● **SOURCE**
○ ○ ○ ○
Find the throughput if the system (all stations together) produces
a. 1000 frames per second.
b. 500 frames per second.
c. 250 frames per second.
Solution
This situation is similar to the previous exercise except that the network is using slotted ALOHA instead of
pure ALOHA. The frame transmission time is 200/200 kbps or 1 ms.
a. In this case G is 1. So S = G × e−G = 0.368 (36.8 percent). This means that the throughput is 1000 ×
0.0368 = 368 frames. Only 368 out of 1000 frames will probably survive. Note that this is the maximum
throughput case, percentagewise.
b. Here G is 1/2. In this case S = G × e−G = 0.303 (30.3 percent). This means that the throughput is 500 ×
0.0303 = 151. Only 151 frames out of 500 will probably survive.
c. Now G is 1/4. In this case S = G × e−G = 0.195 (19.5 percent). This means that the throughput is 250 ×
0.195 = 49. Only 49 frames out of 250 will probably survive.
○ ○ ○ ○
● **JOB A**
What is the frame transmission time in the throughput exercise?
● **JOB B**
Transcribe everything in the throughput exercise from "c. 250 frames" down to "250 will probably survive.".
○ ○ ○ ○
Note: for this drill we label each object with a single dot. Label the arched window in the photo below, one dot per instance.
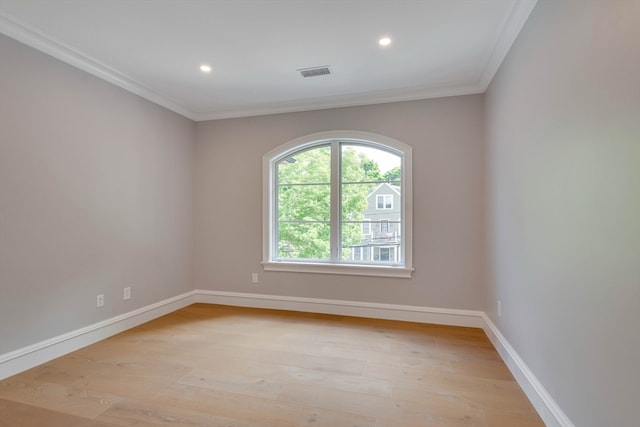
(338, 202)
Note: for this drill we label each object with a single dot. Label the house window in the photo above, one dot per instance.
(366, 226)
(384, 254)
(320, 197)
(384, 201)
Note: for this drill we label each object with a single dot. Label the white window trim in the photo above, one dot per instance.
(402, 149)
(368, 222)
(384, 201)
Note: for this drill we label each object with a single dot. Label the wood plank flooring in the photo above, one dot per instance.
(214, 366)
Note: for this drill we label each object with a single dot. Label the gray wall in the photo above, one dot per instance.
(96, 193)
(447, 137)
(564, 159)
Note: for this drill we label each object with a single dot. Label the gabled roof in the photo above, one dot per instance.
(391, 187)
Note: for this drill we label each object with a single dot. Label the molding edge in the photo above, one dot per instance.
(36, 354)
(439, 316)
(12, 27)
(541, 400)
(28, 357)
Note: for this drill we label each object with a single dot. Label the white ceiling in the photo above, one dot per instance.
(155, 48)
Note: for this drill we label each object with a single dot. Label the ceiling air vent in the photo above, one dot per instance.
(315, 71)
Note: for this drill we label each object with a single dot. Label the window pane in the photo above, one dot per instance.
(311, 166)
(370, 193)
(303, 204)
(303, 240)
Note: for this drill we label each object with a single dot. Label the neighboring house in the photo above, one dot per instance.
(381, 232)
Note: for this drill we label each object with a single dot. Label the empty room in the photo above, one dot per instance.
(323, 213)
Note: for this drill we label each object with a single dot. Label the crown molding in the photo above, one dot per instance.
(352, 101)
(513, 23)
(515, 20)
(15, 29)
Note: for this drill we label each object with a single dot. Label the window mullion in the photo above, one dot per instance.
(336, 178)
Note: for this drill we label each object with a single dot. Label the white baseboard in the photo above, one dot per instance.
(33, 355)
(407, 313)
(36, 354)
(544, 404)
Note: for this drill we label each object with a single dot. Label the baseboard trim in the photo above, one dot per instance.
(28, 357)
(33, 355)
(541, 400)
(407, 313)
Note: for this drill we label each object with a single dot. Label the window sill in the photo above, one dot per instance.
(345, 269)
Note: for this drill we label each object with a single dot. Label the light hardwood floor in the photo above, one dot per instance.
(210, 365)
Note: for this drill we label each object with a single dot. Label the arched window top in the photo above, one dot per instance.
(338, 202)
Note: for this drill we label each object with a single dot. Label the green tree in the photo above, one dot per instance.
(304, 197)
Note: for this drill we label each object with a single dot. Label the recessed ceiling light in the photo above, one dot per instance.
(384, 41)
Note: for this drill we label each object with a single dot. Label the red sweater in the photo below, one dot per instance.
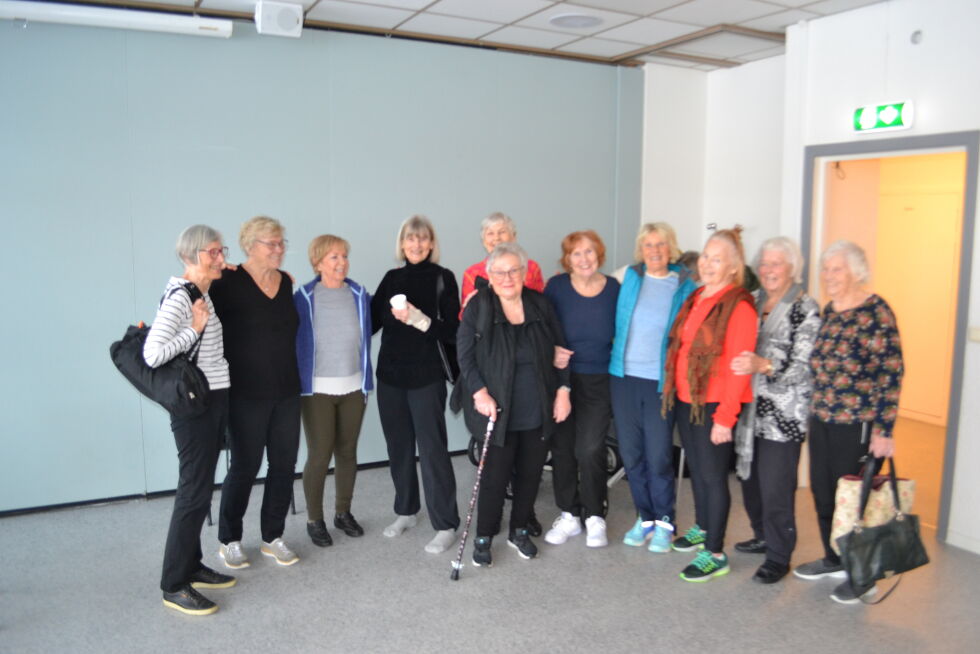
(724, 386)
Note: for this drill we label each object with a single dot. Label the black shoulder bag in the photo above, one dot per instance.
(178, 385)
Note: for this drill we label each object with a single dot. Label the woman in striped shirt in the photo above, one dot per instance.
(185, 317)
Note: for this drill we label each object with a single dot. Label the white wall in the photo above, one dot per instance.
(839, 63)
(675, 108)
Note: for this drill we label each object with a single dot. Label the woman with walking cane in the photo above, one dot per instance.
(506, 349)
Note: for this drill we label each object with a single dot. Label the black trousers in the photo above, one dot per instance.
(417, 416)
(710, 466)
(198, 444)
(835, 451)
(769, 495)
(522, 455)
(257, 426)
(578, 449)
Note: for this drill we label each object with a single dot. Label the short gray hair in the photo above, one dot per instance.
(504, 249)
(417, 224)
(853, 254)
(498, 217)
(789, 249)
(192, 240)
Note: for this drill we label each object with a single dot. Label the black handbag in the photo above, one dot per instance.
(872, 553)
(178, 385)
(447, 353)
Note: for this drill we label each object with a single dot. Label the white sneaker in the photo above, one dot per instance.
(595, 532)
(233, 555)
(564, 527)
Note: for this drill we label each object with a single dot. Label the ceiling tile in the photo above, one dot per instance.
(648, 31)
(529, 38)
(778, 22)
(462, 28)
(640, 7)
(609, 19)
(499, 11)
(827, 7)
(599, 47)
(351, 13)
(723, 45)
(712, 12)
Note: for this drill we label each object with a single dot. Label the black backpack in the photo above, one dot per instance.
(178, 385)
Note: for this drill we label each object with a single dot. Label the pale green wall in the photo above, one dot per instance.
(111, 142)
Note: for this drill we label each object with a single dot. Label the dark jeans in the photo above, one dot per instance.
(710, 466)
(198, 444)
(835, 451)
(769, 495)
(525, 452)
(417, 416)
(271, 426)
(578, 449)
(646, 442)
(332, 424)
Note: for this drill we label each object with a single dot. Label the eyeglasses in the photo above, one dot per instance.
(214, 252)
(513, 273)
(275, 245)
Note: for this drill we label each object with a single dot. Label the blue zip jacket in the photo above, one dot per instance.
(628, 292)
(306, 338)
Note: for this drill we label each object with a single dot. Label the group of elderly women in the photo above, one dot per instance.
(743, 377)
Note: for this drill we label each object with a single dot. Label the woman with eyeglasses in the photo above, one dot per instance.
(506, 347)
(255, 304)
(186, 320)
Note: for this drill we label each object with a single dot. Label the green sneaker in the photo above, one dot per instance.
(704, 567)
(691, 541)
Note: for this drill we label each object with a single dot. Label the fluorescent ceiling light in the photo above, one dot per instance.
(147, 21)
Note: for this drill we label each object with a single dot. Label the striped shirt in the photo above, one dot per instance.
(171, 334)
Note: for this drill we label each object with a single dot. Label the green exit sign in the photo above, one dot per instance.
(877, 118)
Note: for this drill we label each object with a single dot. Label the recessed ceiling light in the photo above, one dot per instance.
(576, 21)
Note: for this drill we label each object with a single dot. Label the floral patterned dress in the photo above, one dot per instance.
(857, 367)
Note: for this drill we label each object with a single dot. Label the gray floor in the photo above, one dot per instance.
(85, 580)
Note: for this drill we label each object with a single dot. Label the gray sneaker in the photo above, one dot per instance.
(819, 569)
(847, 594)
(278, 550)
(233, 555)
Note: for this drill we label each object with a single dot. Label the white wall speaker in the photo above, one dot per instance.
(279, 18)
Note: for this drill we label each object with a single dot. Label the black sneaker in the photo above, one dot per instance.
(521, 541)
(819, 569)
(751, 546)
(189, 601)
(319, 534)
(347, 524)
(533, 526)
(208, 578)
(481, 552)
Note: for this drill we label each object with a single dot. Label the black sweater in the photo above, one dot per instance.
(408, 358)
(259, 335)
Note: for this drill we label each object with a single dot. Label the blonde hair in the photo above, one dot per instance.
(322, 244)
(665, 231)
(255, 227)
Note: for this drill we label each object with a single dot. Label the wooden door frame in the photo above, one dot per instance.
(968, 142)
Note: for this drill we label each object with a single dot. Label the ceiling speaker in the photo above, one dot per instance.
(279, 18)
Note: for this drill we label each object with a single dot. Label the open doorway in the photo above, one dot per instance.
(910, 204)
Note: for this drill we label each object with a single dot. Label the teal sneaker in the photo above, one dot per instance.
(662, 534)
(691, 541)
(704, 567)
(639, 534)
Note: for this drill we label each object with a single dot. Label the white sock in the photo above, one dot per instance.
(400, 524)
(443, 541)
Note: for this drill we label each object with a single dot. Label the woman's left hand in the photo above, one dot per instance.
(563, 405)
(882, 446)
(720, 434)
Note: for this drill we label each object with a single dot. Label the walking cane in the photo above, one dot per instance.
(458, 563)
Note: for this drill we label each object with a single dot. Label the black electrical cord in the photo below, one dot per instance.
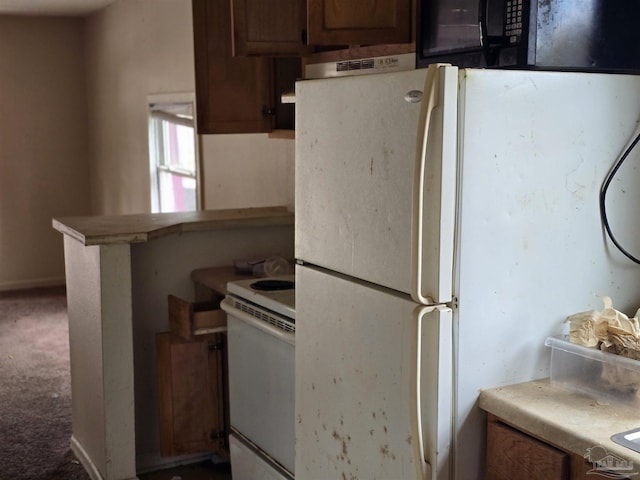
(603, 197)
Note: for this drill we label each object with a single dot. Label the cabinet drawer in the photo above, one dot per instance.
(187, 319)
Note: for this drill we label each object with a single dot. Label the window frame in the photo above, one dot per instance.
(157, 106)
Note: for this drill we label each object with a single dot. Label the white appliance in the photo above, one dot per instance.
(261, 344)
(447, 222)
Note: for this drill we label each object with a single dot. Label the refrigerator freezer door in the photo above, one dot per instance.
(358, 148)
(373, 382)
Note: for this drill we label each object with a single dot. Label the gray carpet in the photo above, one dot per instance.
(35, 397)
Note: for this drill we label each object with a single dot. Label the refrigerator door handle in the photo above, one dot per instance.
(434, 390)
(429, 103)
(434, 186)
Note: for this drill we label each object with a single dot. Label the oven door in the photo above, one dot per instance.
(261, 383)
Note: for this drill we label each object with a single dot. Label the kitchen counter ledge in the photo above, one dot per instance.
(571, 421)
(139, 228)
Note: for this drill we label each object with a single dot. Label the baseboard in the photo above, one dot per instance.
(86, 462)
(153, 461)
(35, 283)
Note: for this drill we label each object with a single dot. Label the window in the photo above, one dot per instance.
(173, 156)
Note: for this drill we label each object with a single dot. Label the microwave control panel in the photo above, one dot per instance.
(513, 20)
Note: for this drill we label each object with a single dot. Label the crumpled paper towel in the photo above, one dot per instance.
(608, 329)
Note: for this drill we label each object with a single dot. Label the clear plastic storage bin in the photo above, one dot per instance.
(604, 376)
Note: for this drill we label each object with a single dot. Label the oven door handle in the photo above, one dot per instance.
(238, 314)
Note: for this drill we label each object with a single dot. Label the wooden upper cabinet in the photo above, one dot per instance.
(233, 94)
(268, 27)
(359, 22)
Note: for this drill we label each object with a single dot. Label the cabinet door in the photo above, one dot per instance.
(233, 94)
(359, 22)
(192, 394)
(512, 455)
(268, 27)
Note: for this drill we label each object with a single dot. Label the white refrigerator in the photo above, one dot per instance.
(447, 222)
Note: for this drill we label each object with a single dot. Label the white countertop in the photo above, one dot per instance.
(138, 228)
(568, 420)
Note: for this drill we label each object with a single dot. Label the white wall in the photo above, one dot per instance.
(136, 48)
(248, 171)
(43, 145)
(73, 128)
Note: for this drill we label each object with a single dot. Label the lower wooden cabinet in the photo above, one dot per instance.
(513, 454)
(192, 389)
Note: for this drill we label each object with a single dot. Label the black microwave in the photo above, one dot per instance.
(582, 35)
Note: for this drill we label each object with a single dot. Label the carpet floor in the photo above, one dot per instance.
(35, 394)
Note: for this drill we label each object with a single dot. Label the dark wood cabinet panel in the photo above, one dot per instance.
(359, 22)
(512, 454)
(268, 27)
(192, 394)
(233, 94)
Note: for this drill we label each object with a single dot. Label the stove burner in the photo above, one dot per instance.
(272, 285)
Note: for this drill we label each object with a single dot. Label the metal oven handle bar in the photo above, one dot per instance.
(280, 334)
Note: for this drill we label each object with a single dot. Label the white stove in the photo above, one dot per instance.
(274, 293)
(261, 339)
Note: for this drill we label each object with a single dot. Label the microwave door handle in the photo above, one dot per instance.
○ ○ ○ ○
● **CORRECT RESULT A**
1 ms.

● **CORRECT RESULT B**
c. 250 frames per second.
Solution
This situation is similar to the previous exercise except that the network is using slotted ALOHA instead of
pure ALOHA. The frame transmission time is 200/200 kbps or 1 ms.
a. In this case G is 1. So S = G × e−G = 0.368 (36.8 percent). This means that the throughput is 1000 ×
0.0368 = 368 frames. Only 368 out of 1000 frames will probably survive. Note that this is the maximum
throughput case, percentagewise.
b. Here G is 1/2. In this case S = G × e−G = 0.303 (30.3 percent). This means that the throughput is 500 ×
0.0303 = 151. Only 151 frames out of 500 will probably survive.
c. Now G is 1/4. In this case S = G × e−G = 0.195 (19.5 percent). This means that the throughput is 250 ×
0.195 = 49. Only 49 frames out of 250 will probably survive.